• [STATED EXERCISE] Restate the entire listing word for word.

• [RECORD LIST]
------------------------------------

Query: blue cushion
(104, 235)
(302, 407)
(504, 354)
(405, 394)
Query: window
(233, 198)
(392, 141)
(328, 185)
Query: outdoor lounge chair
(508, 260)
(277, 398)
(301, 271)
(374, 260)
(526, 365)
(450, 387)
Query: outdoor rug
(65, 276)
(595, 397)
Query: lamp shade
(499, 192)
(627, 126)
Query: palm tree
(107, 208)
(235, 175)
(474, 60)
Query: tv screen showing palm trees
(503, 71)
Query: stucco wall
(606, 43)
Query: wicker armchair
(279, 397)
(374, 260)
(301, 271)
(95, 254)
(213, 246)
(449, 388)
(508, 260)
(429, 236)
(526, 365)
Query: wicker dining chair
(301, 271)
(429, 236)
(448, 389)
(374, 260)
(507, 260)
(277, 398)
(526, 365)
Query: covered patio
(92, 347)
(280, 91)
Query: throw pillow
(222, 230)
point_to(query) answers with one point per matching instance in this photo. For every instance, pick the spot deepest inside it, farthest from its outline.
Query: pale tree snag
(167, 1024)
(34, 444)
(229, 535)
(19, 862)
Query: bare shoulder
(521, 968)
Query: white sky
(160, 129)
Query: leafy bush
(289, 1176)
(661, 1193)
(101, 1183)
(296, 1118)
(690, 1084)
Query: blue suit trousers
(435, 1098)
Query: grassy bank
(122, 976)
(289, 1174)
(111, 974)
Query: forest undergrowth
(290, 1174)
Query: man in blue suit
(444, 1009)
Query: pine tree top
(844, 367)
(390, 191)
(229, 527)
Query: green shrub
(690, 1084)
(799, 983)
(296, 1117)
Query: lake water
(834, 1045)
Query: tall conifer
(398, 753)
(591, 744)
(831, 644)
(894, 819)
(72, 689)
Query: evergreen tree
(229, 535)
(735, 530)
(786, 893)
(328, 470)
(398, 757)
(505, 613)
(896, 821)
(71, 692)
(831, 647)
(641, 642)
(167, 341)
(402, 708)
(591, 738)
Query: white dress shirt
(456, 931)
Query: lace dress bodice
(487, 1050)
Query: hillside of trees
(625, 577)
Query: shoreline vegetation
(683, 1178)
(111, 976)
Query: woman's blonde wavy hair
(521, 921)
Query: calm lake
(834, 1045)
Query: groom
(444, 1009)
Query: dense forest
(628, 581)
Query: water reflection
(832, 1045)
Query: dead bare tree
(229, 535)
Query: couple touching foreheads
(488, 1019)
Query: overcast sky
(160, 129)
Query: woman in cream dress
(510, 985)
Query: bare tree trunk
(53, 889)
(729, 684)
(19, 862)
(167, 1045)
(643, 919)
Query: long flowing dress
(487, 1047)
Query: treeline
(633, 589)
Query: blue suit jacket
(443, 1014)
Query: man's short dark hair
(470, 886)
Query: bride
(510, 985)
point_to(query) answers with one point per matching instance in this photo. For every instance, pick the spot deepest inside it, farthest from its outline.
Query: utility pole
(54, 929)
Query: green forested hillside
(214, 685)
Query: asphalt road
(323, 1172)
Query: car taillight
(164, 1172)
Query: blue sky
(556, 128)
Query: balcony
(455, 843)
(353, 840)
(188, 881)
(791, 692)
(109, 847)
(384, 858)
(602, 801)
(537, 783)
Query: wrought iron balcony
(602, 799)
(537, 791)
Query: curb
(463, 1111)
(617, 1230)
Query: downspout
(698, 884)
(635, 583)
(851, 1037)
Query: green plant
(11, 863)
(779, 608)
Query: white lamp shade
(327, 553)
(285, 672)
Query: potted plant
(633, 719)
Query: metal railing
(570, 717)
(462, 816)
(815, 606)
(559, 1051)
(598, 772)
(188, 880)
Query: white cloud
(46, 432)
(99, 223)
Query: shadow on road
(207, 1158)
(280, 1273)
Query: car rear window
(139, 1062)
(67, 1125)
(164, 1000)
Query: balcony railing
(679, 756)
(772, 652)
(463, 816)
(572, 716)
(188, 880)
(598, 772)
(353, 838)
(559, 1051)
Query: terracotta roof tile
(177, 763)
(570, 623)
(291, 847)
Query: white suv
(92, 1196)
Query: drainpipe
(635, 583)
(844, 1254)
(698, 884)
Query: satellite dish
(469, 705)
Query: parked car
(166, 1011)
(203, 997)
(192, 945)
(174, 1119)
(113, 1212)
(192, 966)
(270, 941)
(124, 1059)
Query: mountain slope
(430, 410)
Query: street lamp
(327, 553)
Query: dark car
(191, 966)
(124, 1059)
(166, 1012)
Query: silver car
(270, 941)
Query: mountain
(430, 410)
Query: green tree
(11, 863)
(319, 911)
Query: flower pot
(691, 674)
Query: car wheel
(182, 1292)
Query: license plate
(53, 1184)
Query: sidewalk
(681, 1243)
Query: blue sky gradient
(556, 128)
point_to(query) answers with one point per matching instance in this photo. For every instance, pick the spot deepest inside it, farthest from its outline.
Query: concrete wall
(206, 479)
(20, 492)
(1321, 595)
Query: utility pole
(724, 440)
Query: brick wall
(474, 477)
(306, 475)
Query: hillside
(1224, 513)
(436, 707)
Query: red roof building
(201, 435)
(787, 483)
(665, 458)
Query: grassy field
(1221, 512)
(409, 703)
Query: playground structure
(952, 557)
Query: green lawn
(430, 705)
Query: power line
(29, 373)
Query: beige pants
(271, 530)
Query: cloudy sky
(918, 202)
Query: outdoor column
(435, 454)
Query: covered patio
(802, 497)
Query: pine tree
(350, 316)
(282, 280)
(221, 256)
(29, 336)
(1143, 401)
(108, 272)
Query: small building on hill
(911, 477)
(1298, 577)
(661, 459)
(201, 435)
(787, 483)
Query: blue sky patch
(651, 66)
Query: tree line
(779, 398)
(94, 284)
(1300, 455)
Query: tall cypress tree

------------------------------------

• [TASK OUTPUT]
Query: blue cushion
(104, 235)
(302, 407)
(504, 354)
(405, 394)
Query: window
(233, 198)
(392, 141)
(328, 185)
Query: outdoor lounge chair
(508, 260)
(277, 398)
(301, 271)
(374, 260)
(526, 365)
(450, 387)
Query: outdoor rug
(65, 276)
(595, 397)
Query: lamp shade
(499, 192)
(627, 126)
Query: palm tree
(107, 208)
(235, 175)
(474, 60)
Query: tv screen showing palm trees
(503, 71)
Query: stucco wall
(606, 43)
Query: wicker armchair
(279, 397)
(374, 260)
(301, 271)
(95, 254)
(213, 246)
(449, 388)
(508, 260)
(429, 236)
(526, 365)
Query: wicker dining chair
(301, 271)
(429, 236)
(448, 389)
(374, 260)
(507, 260)
(277, 398)
(526, 365)
Query: covered patio
(92, 347)
(280, 91)
Query: throw pillow
(222, 230)
point_to(query) answers with one point per matching instance in this photo. For every instance, pick the spot deepest inside it, farthest from its outline.
Query: pale tree snag
(167, 1024)
(34, 444)
(229, 535)
(19, 862)
Query: bare shoulder
(521, 968)
Query: white sky
(160, 129)
Query: leafy bush
(289, 1176)
(661, 1193)
(101, 1183)
(296, 1118)
(690, 1084)
Query: blue suit trousers
(435, 1098)
Query: grassy bank
(122, 976)
(289, 1174)
(111, 974)
Query: forest undergrowth
(290, 1174)
Query: man in blue suit
(444, 1009)
Query: pine tree top
(844, 367)
(390, 191)
(229, 527)
Query: green shrub
(690, 1084)
(799, 983)
(296, 1117)
Query: lake water
(834, 1045)
Query: tall conifer
(398, 753)
(591, 744)
(831, 644)
(894, 819)
(72, 689)
Query: evergreen tree
(229, 535)
(735, 530)
(786, 893)
(328, 470)
(398, 757)
(505, 613)
(896, 821)
(71, 692)
(831, 647)
(641, 642)
(167, 341)
(402, 708)
(591, 738)
Query: white dress shirt
(456, 931)
Query: lace dress bodice
(487, 1050)
Query: hillside of trees
(625, 577)
Query: shoreline vegetation
(683, 1178)
(111, 976)
Query: woman's blonde wavy hair
(521, 921)
Query: calm lake
(834, 1045)
Query: groom
(444, 1009)
Query: dense forest
(628, 581)
Query: water reflection
(832, 1045)
Query: dead bare tree
(229, 535)
Query: couple touching foreheads
(488, 1019)
Query: overcast sky
(160, 129)
Query: woman in cream dress
(510, 985)
Query: bare tree trunk
(53, 889)
(729, 684)
(19, 862)
(167, 1045)
(643, 919)
Query: long flowing dress
(487, 1047)
Query: treeline
(633, 589)
Query: blue suit jacket
(443, 1014)
Query: man's short dark hair
(470, 886)
Query: bride
(510, 985)
point_to(query) answers with one point per matching instance in this photo. For every instance, pick the spot deepest inside it, farthest from its outline.
Query: utility pole
(54, 929)
Query: green forested hillside
(214, 685)
Query: asphalt road
(323, 1172)
Query: car taillight
(164, 1172)
Query: blue sky
(556, 128)
Query: balcony
(455, 843)
(353, 840)
(188, 881)
(791, 692)
(109, 847)
(384, 858)
(602, 801)
(537, 783)
Query: wrought iron balcony
(602, 799)
(537, 791)
Query: curb
(463, 1111)
(617, 1230)
Query: downspout
(698, 884)
(635, 583)
(851, 1037)
Query: green plant
(11, 863)
(779, 608)
Query: white lamp shade
(327, 553)
(285, 672)
Query: potted plant
(633, 719)
Query: metal railing
(570, 717)
(462, 816)
(815, 606)
(559, 1051)
(598, 772)
(188, 880)
Query: white cloud
(46, 432)
(99, 223)
Query: shadow on road
(207, 1158)
(280, 1273)
Query: car rear window
(139, 1062)
(67, 1125)
(164, 1000)
Query: balcony railing
(679, 756)
(772, 652)
(463, 816)
(572, 716)
(188, 880)
(598, 772)
(353, 838)
(559, 1051)
Query: terracotta roof tile
(177, 763)
(570, 623)
(291, 847)
Query: white suv
(92, 1196)
Query: drainpipe
(635, 583)
(844, 1254)
(698, 884)
Query: satellite dish
(469, 705)
Query: parked car
(166, 1011)
(203, 997)
(192, 945)
(174, 1119)
(113, 1212)
(192, 966)
(270, 941)
(124, 1059)
Query: mountain slope
(430, 410)
Query: street lamp
(327, 553)
Query: dark car
(191, 966)
(124, 1059)
(166, 1012)
Query: silver car
(270, 941)
Query: mountain
(430, 410)
Query: green tree
(11, 863)
(319, 911)
Query: flower pot
(691, 674)
Query: car wheel
(182, 1292)
Query: license plate
(53, 1184)
Query: sidewalk
(681, 1243)
Query: blue sky gradient
(556, 128)
point_to(query) answers with one point per matching instance in this photo. For every instance, pick the spot deepest inside it, farthest from its outline.
Query: concrete wall
(206, 479)
(20, 492)
(1321, 595)
Query: utility pole
(724, 440)
Query: brick wall
(474, 477)
(306, 475)
Query: hillside
(1224, 513)
(436, 707)
Query: red roof building
(201, 435)
(787, 483)
(665, 458)
Query: grassy field
(1221, 512)
(409, 703)
Query: playground structure
(952, 557)
Query: green lawn
(430, 705)
Query: power line
(29, 373)
Query: beige pants
(271, 530)
Query: cloudy sky
(918, 202)
Query: outdoor column
(435, 454)
Query: covered patio
(802, 497)
Query: pine tree
(350, 316)
(282, 280)
(221, 256)
(29, 336)
(1143, 401)
(108, 272)
Query: small building on hill
(911, 477)
(1298, 577)
(661, 459)
(201, 435)
(787, 483)
Query: blue sky patch
(651, 66)
Query: tree line
(779, 398)
(94, 284)
(1300, 455)
Query: tall cypress tree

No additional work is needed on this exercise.